§ **EXCERPT PROVIDED**:
=======

# How to add shower - easy way?



## joannie (Aug 5, 2009)

I don't want to replumb cut into walls etc. and hire a plumber.  

I have a standard size tub with walls on the side, & wall with a window on the back and cupboard on the other wall.  The cupboard is above the toilet and also above the bathtub -- I don't want to lose the cupboard so plan to cut it so it only goes as far as the edge of the bathtub.

The faucet has a central control directly above the water spout.  Is the easiest way to add a shower to get a spout on which I can attach one of those hand held showers and attach that to the wall?? after I remove the cupboard.

There is tile that goes up 3/4 of the right wall and partial back & to the cupboard on the left wall.  I doubt if I can find tile to match the tile (plastic) there so not sure how to handle that.  

I'd appreciate any quick easy ways to convert this bathtub to also be used as a shower.  Thank you


----------



## BantyMom (Aug 6, 2009)

Joannie, can we have pictures? I'm having a very hard time imagining it.


----------



## tmhremodel (Aug 6, 2009)

pictures would help. theres pros and cons to "doing it yourself". you can get a spout with attachment but pressure can become an issue, as well as other things. post some pictures so we can better visualize and lend help..


----------



## Nestor_Kelebay (Aug 6, 2009)

joannie said:


> Is the easiest way to add a shower to get a spout on which I can attach one of those hand held showers and attach that to the wall?



Yes.

What you should do is Google "Moen" and find out their phone number.  See if they have a "diverter spout" with an outlet for a hand held shower like this one:







With the above spout, when you pull the knob up, then water comes through the attachment for the hand held shower instead of out the end of the spout into the tub.

=======

§ **EXTRACTED ENTRIES**:
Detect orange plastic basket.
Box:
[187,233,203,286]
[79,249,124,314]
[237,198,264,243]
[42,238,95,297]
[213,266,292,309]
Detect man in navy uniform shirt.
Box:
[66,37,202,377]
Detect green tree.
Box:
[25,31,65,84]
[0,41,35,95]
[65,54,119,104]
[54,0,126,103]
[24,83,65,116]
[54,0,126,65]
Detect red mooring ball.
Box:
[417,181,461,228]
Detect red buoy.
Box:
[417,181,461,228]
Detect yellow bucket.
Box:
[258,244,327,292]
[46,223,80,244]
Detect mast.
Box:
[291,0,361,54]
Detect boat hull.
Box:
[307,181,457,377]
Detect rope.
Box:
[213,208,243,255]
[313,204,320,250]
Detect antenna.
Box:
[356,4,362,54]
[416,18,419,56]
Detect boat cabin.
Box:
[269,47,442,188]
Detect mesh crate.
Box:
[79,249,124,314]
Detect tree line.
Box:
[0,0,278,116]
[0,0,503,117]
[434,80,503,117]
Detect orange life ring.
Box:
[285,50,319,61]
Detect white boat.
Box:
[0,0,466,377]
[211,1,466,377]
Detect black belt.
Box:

=======

§ **DIRECTIVES**:
1. Name every user who posted in the forum thread about converting a bathtub to a shower.
2. Pick up the bathtub-to-shower forum thread after its final sentence and carry it on.

§ **REPLIES**:
1. joannie, BantyMom, tmhremodel, Nestor_Kelebay

2.
Now, the reason you want to get a Moen spout is because Moen diverter spouts have something called a "cup washer" in the gate that stops the flow of water through the spout.  When this cup washer is positioned in front of the pipe the water is coming out of, it "inflates" with water and the lip of the cup washer moves forward to seal off the end of the water supply pipe.  The result is that you get NO, ZERO, NADA water coming out the end of the spout when you're showering.  All of the water comes out the shower head, and this is important to getting a decent shower.  If you buy a fake Moen spout that's made in China, it'll look the same, and even say "Moen" or "Delta" or whatever on the packaging, but won't have the patented cup washer in it, and so it just won't work as well.  With a lot of water coming out the spout instead of the shower head, the pressure of the water in the shower head will be less, and the velocity it comes out the holes in the shower head will be lower.  The result will be the shower head "spilling" water on you rather than it "spraying" water on you.

The way to tell the spout is made by the Moen company is to look on the bottom of the spout.  If you don't see the word "Moen" molded right into the plastic, then it's not a Moen and won't have that cup washer.

The way to tell how your spout attaches is to look on the bottom of the spout right near the wall for an opening in the spout like this:






If you see that opening at the bottom, you should find a set screw in there that holds the spout on to a copper pipe.  If there is no opening, then your spout unscrews.

(If you have an opening, but you can't find a set screw, be aware that some companies are using the same spout "shell" for their "slip-on" spouts as they are for their "screw-on" spouts.   So, if there's an opening, but no set screw, it probably screws on.)


----------



## joannie (Aug 7, 2009)

I appreciate the info about Moen faucets.  I see now where I can post pictures and will try to get those taken later today.  I think that will also help showing the cupboard situation.  Thanks


----------



## Nestor_Kelebay (Aug 7, 2009)

In order to post pictures, you have to have them uploaded onto a internet web site that anyone can access.  If you just take a picture with a digital camera and load them onto your computer, they won't be availabe to view by others because other people don't have access to the files on your computer.  Other people can only access the images on internet web sites.

Check out the website "Photobucket".  It provides space for people to upload their own pictures so that anyone on the internet can see them.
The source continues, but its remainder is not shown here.